_Task description_
Continue the personal account of a son named Dick and his AIDS diagnosis from the point where it stops.

He went to Hollywood and became involved in the life of the streets. He later joined the gay scene in San Francisco, living a life of promiscuity.

Del was repulsed and, at first, I was too. But I didn’t want to be estranged completely from my son, so I let him bring his gay friends to visit. Thy had ambitions and ideas like anyone else, and I found it possible to like and accept them as people without condoning their lifestyle.

Occasionally, Dick would come home and set aside the trappings of that lifestyle, and it seemed he would come out of it. He would even attend church with us. Then, inevitably, a family argument would erupt and he would flee in anger back to the gay community. Even though I loved my son, at times he hurt me so much I felt like disowning him.

Meanwhile, Del and I began attending an evangelical church where we learned what Christianity really means, we experienced God personally. My attitude gradually changed from wanting to protect my son to becoming willing to let go of him and release him into God’s hands. At times I wondered if God heard my prayer. But I kept asking him to stay after Dick.

We sought help in the Christian community. We found “Love In Action,” a Christian ministry in San Rafael, CA [now in Memphis, TN] that ministers to the homosexual who wants help. They teach that homosexuality is a result of deeper sins of the heart that are in straight people as well, especially anger, rebellion, and lust. But Dick was not willing to allow those people to help him.

Finally, I prayed, “O God, do anything You have to do, but do it...even unto death.” But I didn’t really believe it would take that.

Then Dick got sick and the cause was diagnosed as a rare parasite to which he had no immunity. Then he was found to have AIDS.

_Excerpted data_
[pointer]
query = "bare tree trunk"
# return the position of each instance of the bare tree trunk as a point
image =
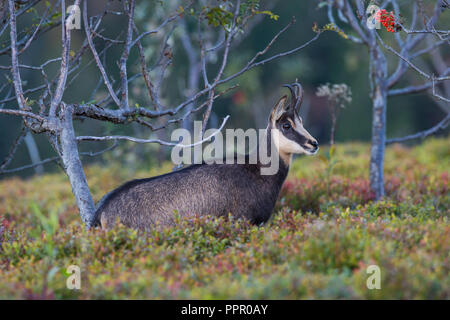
(74, 169)
(379, 98)
(34, 153)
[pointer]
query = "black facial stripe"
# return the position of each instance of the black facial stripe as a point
(292, 134)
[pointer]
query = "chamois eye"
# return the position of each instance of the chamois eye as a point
(286, 126)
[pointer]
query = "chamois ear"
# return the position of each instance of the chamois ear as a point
(296, 90)
(279, 109)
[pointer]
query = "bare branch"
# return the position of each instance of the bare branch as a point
(423, 134)
(161, 142)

_Written answer_
Dick became too sick to care for himself, and Del and I brought him home. He was terribly tin. At first, we were tense and Dick resisted everything Del said, putting up his wall.

Though his weight plummeted from 175 to 80 pounds and he needed constant care, Dick would not let Del touch him. “Don’t you want your father to rub your back?” I’d ask. “No,” he’d reply.

Then one day that wall broke down. Dick passed out from the shock of the shower and Del picked him up off the floor and carried him to bed. After this act of love, Dick began to allow Del to help him.

Dick used to demand, “When is he leaving?” But he began to look out the window like a little child and ask, “When is he coming home?”

Gradually, I realized the hostility was gone. The two men had heart-to-heart talks about what they would do together when Dick got well. Sometimes Dick said, “Just hug me.”

Friends used to tell us, “Now don’t get too chummy or put your arm around these people. Don’t produce any emotion in them.” But what they want more than anything is to be loved. All those years, Dick actually longed for Del to reach out and hug him, but at the same time he put up a wall that made this impossible. At long last, that wall was crumbling.

Finally, Del took over Dick’s care completely. He spent three hours in the morning and three hours at the night cleaning Dick’s sores, bathing him, and giving him medicine.

Home Hospice was wonderful, the Lion’s Club sent a donation, Dick’s friends visited and helped him, the church choir came to sing for him. Best of all, God’s grace was there, giving peace in the midst of suffering and pain. And Dick found peace with God.

When Dick used to go to church he would hear the minister say, “If you have something in your heart toward someone, you must leave it at the Cross first,” and so he would never take Communion. I suspected it was because of his feelings toward his father.

But while Dick was dying of AIDS, our pastor came to our home to serve Communion to Dick, Del, and me. Together we celebrated Christ’s death for us and His wonderful gift of forgiveness.

The minister asked Dick if he was ready to go. “I’m not afraid of death. I really believe something better is coming,” he replied. Dick threw away his rock records and gay magazines. He witnessed to his friends.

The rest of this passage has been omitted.